[Excerpt to read]
————————
For people hoping to bin the booze, Sarah encourages: “Go with your gut: if you think you have a problem, reach out for support and don’t let people pressure you into drinking.
“It is like any other addiction — you have it in you for life and you have to take it one day at a time, worry about tomorrow when tomorrow comes.”
For people who are concerned about their relationship with alcohol, Dr Hugh Gallagher, a general practitioner specialising in addiction medicine, explains about when alcohol consumption becomes a problem: “In simple terms, alcoholism or alcohol dependence is a compulsion to consume alcohol, despite negative consequences.
“There is a real compulsion to drink on a regular basis and your health, relationship, career or finances are negatively impacted.”
“If you are dependent on alcohol, [on giving up] you would experience withdrawal symptoms like tremors, sickness, headaches and anxiety if you do stop drinking,” explains the addiction expert.
“Inevitably with addiction of any kind, it has an impact on relationships first and foremost.
“Aside from the health risks, intimacy with your spouse will deteriorate and real concern from family members will arise.”
Just over a decade ago, Samantha Kelly was a newly recovering alcoholic and a single mum on social welfare, with two daughters. Now, she has a top following on Twitter as an expert in entrepreneurship and the founder of The Women’s Inspire Network, a global online network of women just like her who want to follow their dreams.
The 48-year-old Tallaght native, who just recently celebrated the launch of her new book The Tweeting Goddess’ Little Book of Twitter Magic — How to Shine, Spread your Message and Build Authentic Relationships Online reveals how abstaining from alcohol changed her life.
————————
[Dataset records]
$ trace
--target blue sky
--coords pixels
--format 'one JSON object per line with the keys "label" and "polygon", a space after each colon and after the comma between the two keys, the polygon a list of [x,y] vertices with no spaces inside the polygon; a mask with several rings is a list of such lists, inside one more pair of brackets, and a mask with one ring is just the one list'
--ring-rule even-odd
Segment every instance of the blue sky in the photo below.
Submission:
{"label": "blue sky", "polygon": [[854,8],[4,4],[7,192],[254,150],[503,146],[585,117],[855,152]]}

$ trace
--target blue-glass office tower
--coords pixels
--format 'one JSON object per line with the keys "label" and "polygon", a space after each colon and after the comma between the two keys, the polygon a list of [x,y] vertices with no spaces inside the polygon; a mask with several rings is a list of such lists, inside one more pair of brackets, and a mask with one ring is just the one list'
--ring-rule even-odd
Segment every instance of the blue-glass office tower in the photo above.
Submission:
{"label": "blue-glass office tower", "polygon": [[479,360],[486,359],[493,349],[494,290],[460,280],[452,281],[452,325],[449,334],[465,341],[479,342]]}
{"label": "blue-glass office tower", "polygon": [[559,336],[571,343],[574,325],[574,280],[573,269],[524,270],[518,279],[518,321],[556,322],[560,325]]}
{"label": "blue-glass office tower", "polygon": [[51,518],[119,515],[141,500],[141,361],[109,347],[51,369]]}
————————
[Activities]
(1) According to the excerpt about giving up alcohol, which withdrawal symptoms does Dr Hugh Gallagher name?
(2) Carry on the excerpt about giving up alcohol from its last sentence.
None of the work here requires the records.

[Replies]
(1) Tremors, sickness, headaches and anxiety.

(2)
“My dad used to say, ‘Stick to the old pints and stay away from those spirits, the wine doesn’t suit you’.
“Looking back, my 20s are a blur. I used to sing in a band and I loved the after-party, but the thing was, I was always the last one up. Everyone else would be drinking tea and I would be looking for more drink, and that is when I knew there was a problem. I didn’t drink every night, but I really looked forward to a Friday, and then I became a mom and realised what was important.”
Speaking about how alcohol affected her parenting, Samantha says: “I remember one sunny day, the kids were outside and I didn’t want to do anything, and I felt so guilty. I didn’t feel like I had anything to offer, I didn’t feel like I was a useful member of society — I felt like a failure.
“I was 36 when I decided enough was enough. I put everything I do now down to being sober — I would never have started my business or achieved what I have achieved if not for giving up alcohol.”
Reaching out to friends, family and a support group, the devoted mum of two reveals: “I am on a programme of recovery and I live a day at a time. I help others and I try and do the right things every day. That is the way I live my life now and for the children it is a domino effect: if mam is well, kids are well.”
Making her health a priority, the entrepreneur adds: “The health benefits have been huge. I lost a few pounds and then I took up running. I always watched runners on the road, promising myself that one day I would do that, and I did. I ran my first 5k last year. I am the healthiest I have ever been in my entire life.
“Self-care becomes a huge part of it. I wasn’t looking after myself — I was the last thing on my list. But now, that has all changed. [Giving up alcohol] has changed my life.
“If you are feeling like you can’t do this… if I can do it, you can too. I didn’t do it on my own, I got support.”